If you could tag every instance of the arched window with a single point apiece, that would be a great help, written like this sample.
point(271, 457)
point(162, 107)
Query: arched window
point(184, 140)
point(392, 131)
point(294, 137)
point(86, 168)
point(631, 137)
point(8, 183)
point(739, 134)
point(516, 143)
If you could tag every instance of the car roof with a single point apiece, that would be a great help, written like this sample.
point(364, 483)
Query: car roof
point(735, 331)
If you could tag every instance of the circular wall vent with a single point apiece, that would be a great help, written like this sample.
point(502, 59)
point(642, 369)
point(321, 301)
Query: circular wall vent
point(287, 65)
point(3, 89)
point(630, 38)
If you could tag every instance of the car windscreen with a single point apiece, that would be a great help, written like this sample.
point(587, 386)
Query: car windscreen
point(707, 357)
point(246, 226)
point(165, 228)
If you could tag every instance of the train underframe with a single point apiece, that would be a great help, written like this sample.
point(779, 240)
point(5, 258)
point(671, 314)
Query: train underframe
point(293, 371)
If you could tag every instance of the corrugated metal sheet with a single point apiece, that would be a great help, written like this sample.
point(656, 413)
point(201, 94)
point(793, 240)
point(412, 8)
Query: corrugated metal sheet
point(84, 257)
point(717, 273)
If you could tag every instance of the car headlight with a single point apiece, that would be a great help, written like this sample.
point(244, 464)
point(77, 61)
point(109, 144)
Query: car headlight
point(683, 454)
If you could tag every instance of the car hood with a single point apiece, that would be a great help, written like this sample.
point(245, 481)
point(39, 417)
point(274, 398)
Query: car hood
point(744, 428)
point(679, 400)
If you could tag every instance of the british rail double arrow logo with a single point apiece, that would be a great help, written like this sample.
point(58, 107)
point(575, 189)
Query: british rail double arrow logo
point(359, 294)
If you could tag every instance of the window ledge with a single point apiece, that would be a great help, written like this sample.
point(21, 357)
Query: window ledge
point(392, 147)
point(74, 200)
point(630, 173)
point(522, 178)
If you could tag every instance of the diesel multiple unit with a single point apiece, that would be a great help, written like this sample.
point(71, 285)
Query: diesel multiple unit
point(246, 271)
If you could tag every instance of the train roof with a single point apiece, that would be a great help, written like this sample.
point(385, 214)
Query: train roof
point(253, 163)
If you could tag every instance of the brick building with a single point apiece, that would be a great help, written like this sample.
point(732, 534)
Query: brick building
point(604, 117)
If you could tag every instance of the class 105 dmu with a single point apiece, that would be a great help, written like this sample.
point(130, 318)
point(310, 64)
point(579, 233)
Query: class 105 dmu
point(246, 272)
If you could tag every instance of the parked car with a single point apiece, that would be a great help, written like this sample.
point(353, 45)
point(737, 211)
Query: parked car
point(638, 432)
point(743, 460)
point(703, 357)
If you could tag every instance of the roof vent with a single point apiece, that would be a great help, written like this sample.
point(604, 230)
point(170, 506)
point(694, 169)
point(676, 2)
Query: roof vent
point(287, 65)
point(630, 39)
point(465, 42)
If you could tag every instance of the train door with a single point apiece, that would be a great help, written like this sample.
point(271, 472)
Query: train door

Problem to work on
Turn all of the lines above into a numbered list, leaving out any blank ones.

Answer
1. If you could tag every instance of the arched window with a single point apiece, that would be a great help, written like this sample.
2. point(271, 457)
3. point(162, 107)
4. Query: arched window
5. point(184, 140)
6. point(392, 131)
7. point(294, 137)
8. point(86, 168)
9. point(631, 137)
10. point(8, 183)
11. point(739, 134)
12. point(516, 143)
13. If you could tag every instance of the car roof with a single point apiece, that would be a great help, written like this sample.
14. point(364, 483)
15. Query: car roof
16. point(735, 331)
17. If you could tag every instance of the circular wall vent with a single point apiece, that would be a great help, written like this sample.
18. point(502, 59)
19. point(642, 369)
20. point(321, 301)
21. Query: circular wall vent
22. point(287, 65)
23. point(3, 89)
24. point(630, 38)
25. If you could tag every instance of the car windscreen with a single point apiece, that would be a great help, written like this sample.
26. point(587, 386)
27. Query: car windscreen
28. point(707, 357)
29. point(246, 226)
30. point(165, 228)
31. If you could tag every instance of the train underframe with a single point apiece, that would be a great help, written like this sample.
32. point(779, 240)
33. point(5, 258)
34. point(671, 314)
35. Query: train underframe
36. point(293, 371)
37. If you could tag every instance of the corrugated metal sheet with a single point apiece, that would be a great help, written like this sample.
38. point(656, 413)
39. point(201, 94)
40. point(793, 240)
41. point(412, 8)
42. Query: corrugated metal sheet
43. point(84, 257)
44. point(717, 273)
45. If you could tag every instance of the car headlight with a single point apiece, that would be a great help, written like this sample.
46. point(244, 464)
47. point(77, 61)
48. point(109, 144)
49. Query: car headlight
50. point(683, 454)
51. If you could tag every instance of the car hood with a single point apiece, that would be a great help, written like this sample.
52. point(245, 481)
53. point(39, 417)
54. point(274, 398)
55. Query: car hood
56. point(744, 428)
57. point(679, 400)
58. If you could tag every instance of the british rail double arrow logo with a single point apiece, that would be a great help, written like this sample.
59. point(58, 107)
60. point(575, 189)
61. Query: british rail double arrow logo
62. point(359, 294)
63. If you could tag every instance of the window ledge with a single point apiece, that would be a great help, written like this sample.
64. point(21, 357)
65. Query: window ledge
66. point(392, 147)
67. point(74, 200)
68. point(630, 173)
69. point(522, 178)
70. If you could tag every instance of the diesel multiple unit with a single point apiece, that would be a great help, written like this sample.
71. point(71, 285)
72. Query: diesel multiple unit
73. point(246, 271)
74. If you could tag every instance of the train roof with a single point apiece, that would be a great help, written like this sample.
75. point(385, 214)
76. Query: train roof
77. point(253, 163)
78. If you could tag every instance of the brick building with a single point apiece, that would be a great help, written like this sample.
79. point(732, 534)
80. Query: brick building
81. point(604, 117)
82. If you could tag every instance of the class 105 dmu with a single point apiece, that would be a great help, written like this sample.
83. point(130, 318)
84. point(310, 64)
85. point(579, 233)
86. Query: class 105 dmu
87. point(246, 272)
88. If you could tag every instance of the parked car with a single point apiece, that would be a great help, written like this sample.
89. point(353, 45)
90. point(737, 211)
91. Query: parked car
92. point(638, 432)
93. point(743, 460)
94. point(703, 357)
95. If you could tag every instance of the roof vent with a single point apiece, that would be a great help, written like this sample.
96. point(604, 230)
97. point(170, 506)
98. point(694, 169)
99. point(676, 2)
100. Query: roof vent
101. point(287, 65)
102. point(630, 39)
103. point(465, 42)
104. If you could tag every instance of the train door with a single point apiece, that would be a great help, written like this sample.
105. point(271, 472)
106. Query: train door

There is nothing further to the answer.